** Opening Study text block **
Eleven.  Carolyn Arnold, author (Hibbert & Stiles, 2011).  There’s a lot of publishing folklore out there.  One bit of advice to authors is: give away the first book in the series so that readers are attracted to the rest of the series.  Another, almost contradictory piece of advice: write the next book in the series because the new book will motivate readers to read the first ones.  My answer to this bit of folklore is: it all depends on how the writer writes!  If the series is a good one, books that use a few of the same characters and maybe similar settings but can be read independently, it doesn’t matter—but the writer has to spin a good yarn.
** Closing Study text block **
What is being asked:
In the passage on publishing folklore, quote each stretch of wording that follows a colon, up to the end of its sentence.
** Opening Stored data block **
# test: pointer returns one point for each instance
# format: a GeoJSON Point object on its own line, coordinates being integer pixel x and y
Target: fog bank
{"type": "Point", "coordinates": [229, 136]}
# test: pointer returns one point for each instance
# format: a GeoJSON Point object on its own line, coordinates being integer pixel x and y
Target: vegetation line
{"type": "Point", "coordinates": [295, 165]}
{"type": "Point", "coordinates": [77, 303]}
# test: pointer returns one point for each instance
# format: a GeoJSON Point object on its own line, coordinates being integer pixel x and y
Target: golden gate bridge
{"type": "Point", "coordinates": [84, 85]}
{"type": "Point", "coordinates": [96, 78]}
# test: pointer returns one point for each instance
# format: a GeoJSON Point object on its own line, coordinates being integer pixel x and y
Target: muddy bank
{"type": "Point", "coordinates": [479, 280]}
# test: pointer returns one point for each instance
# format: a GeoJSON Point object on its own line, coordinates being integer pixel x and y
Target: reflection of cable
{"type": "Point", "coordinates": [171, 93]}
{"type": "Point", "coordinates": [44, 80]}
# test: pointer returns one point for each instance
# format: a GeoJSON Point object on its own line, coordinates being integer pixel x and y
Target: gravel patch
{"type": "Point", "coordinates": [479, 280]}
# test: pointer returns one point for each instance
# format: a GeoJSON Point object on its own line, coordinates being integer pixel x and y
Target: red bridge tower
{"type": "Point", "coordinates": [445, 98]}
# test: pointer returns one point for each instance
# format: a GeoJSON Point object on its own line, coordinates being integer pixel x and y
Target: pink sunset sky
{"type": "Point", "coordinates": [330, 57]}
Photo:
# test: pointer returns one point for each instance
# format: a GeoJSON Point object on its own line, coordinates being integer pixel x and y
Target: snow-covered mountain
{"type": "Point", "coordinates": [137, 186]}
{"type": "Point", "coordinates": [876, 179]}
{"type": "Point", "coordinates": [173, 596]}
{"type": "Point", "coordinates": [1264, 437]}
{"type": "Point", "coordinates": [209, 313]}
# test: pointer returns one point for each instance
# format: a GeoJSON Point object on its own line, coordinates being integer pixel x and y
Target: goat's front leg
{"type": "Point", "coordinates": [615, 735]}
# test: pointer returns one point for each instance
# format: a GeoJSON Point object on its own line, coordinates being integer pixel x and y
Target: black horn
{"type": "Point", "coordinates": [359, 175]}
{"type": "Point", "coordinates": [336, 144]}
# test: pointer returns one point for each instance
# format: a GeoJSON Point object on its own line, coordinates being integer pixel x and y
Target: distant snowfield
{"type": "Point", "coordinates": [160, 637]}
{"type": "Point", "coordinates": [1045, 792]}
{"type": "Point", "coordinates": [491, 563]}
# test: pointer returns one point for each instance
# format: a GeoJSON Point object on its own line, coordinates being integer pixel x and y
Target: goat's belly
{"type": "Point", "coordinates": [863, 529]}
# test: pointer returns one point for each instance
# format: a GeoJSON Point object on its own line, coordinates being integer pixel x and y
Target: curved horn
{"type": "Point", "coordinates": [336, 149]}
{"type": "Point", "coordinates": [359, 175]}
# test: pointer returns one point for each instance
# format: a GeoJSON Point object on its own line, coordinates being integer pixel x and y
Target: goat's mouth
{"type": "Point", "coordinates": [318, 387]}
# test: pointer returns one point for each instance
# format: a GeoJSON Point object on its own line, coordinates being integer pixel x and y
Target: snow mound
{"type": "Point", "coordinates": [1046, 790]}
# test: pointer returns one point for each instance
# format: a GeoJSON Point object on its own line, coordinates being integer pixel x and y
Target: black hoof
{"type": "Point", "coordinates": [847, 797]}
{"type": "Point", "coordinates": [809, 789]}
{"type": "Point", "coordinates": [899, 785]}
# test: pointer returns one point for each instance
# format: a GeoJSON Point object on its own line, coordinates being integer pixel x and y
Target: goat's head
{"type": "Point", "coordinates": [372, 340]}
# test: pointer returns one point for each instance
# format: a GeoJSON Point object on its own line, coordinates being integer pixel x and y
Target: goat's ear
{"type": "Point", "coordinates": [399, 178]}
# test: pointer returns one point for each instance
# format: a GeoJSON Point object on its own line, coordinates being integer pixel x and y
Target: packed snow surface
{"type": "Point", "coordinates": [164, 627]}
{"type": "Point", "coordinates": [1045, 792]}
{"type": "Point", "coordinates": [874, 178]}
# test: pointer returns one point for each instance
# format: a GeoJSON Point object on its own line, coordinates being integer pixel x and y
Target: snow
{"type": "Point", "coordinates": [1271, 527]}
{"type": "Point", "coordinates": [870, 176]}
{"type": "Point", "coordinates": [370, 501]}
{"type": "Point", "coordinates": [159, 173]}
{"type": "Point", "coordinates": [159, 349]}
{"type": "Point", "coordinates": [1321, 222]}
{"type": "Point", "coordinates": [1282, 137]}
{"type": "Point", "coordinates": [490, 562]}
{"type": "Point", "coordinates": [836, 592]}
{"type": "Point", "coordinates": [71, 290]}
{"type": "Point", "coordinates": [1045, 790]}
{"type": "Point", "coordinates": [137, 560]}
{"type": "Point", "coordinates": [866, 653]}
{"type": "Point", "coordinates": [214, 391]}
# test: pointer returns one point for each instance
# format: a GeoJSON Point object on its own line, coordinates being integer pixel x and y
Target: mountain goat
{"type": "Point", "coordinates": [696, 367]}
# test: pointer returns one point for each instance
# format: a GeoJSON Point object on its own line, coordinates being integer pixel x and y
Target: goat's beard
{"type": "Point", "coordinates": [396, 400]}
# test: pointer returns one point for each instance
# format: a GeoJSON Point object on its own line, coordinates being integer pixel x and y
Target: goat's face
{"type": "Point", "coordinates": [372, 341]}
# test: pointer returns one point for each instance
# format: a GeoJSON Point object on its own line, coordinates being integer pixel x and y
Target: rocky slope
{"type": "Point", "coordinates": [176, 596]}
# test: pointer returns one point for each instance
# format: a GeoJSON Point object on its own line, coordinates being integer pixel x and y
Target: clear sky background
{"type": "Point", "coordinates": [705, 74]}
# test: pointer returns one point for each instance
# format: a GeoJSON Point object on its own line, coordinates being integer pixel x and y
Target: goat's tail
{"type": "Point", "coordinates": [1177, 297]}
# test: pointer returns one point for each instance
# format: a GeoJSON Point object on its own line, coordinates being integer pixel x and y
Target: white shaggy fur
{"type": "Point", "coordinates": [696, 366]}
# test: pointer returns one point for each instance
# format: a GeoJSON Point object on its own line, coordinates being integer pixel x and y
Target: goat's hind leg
** Closing Stored data block **
Reply:
- give away the first book in the series so that readers are attracted to the rest of the series.
- write the next book in the series because the new book will motivate readers to read the first ones.
- it all depends on how the writer writes!